● **Excerpt to read**:
---------------

Fellow Bolshevik Joseph Stalin opposed significant autonomy for Ukrainians and other peoples in the former Russian empire, since he feared those regions might come under imperialist influence:

“We are against the separation of the border regions from Russia since separation would here involve imperialist servitude for the border regions, thus undermining the revolutionary power of Russia and strengthening the position of imperialism.” (Dmytrzshyn 43)

As the Bolsheviks’ violent takeover became clear, the Rada changed its position. On November 6, 1917, the council declared itself opposed to the October Revolution and vowed to defend itself, which it did during a Bolshevik-inspired uprising in Kyiv the next week. On the 19th, the Rada declared the creation of the Ukrainian People’s Republic (UPR) – but it also said that it did not want complete separation from Russia and was willing to become part of a future Russian federal system. Still, it minted its own currency and flew its own blue and yellow flag, though the colors were reversed compared to the modern version.

---------------

● **Goal 1**: Reproduce the part of the excerpt on Ukraine and the Bolsheviks between "As the Bolsheviks’" and "the modern version.", inclusive.
The excerpt and the records are unrelated to each other.

● **The data**:
---------------

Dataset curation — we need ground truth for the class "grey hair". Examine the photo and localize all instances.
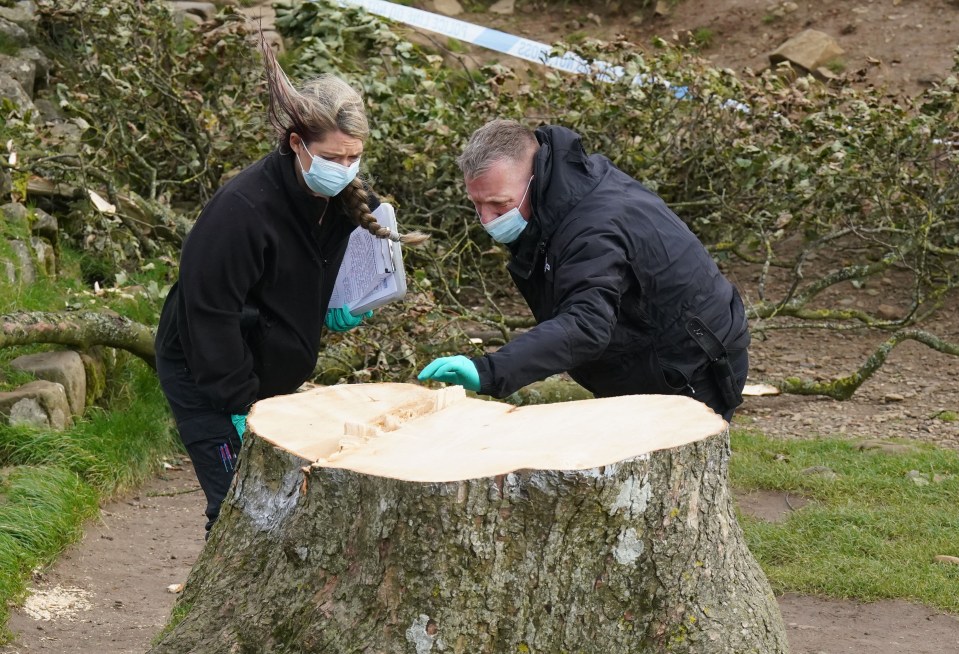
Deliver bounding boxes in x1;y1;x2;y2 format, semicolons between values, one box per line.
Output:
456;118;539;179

---------------

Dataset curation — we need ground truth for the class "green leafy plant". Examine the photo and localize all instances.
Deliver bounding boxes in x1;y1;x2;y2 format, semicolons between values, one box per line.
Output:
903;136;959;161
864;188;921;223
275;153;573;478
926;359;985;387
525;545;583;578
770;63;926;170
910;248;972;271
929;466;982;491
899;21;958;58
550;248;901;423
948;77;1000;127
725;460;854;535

---------------

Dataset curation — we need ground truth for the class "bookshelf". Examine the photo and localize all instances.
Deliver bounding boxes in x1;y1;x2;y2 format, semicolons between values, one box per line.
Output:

---------------

● **Goal 2**: Count the lines of the records that contain the string "need", treating uppercase and lowercase as different, and give only that number.

● **Full answer 1**:
As the Bolsheviks’ violent takeover became clear, the Rada changed its position. On November 6, 1917, the council declared itself opposed to the October Revolution and vowed to defend itself, which it did during a Bolshevik-inspired uprising in Kyiv the next week. On the 19th, the Rada declared the creation of the Ukrainian People’s Republic (UPR) – but it also said that it did not want complete separation from Russia and was willing to become part of a future Russian federal system. Still, it minted its own currency and flew its own blue and yellow flag, though the colors were reversed compared to the modern version.

● **Full answer 2**: 3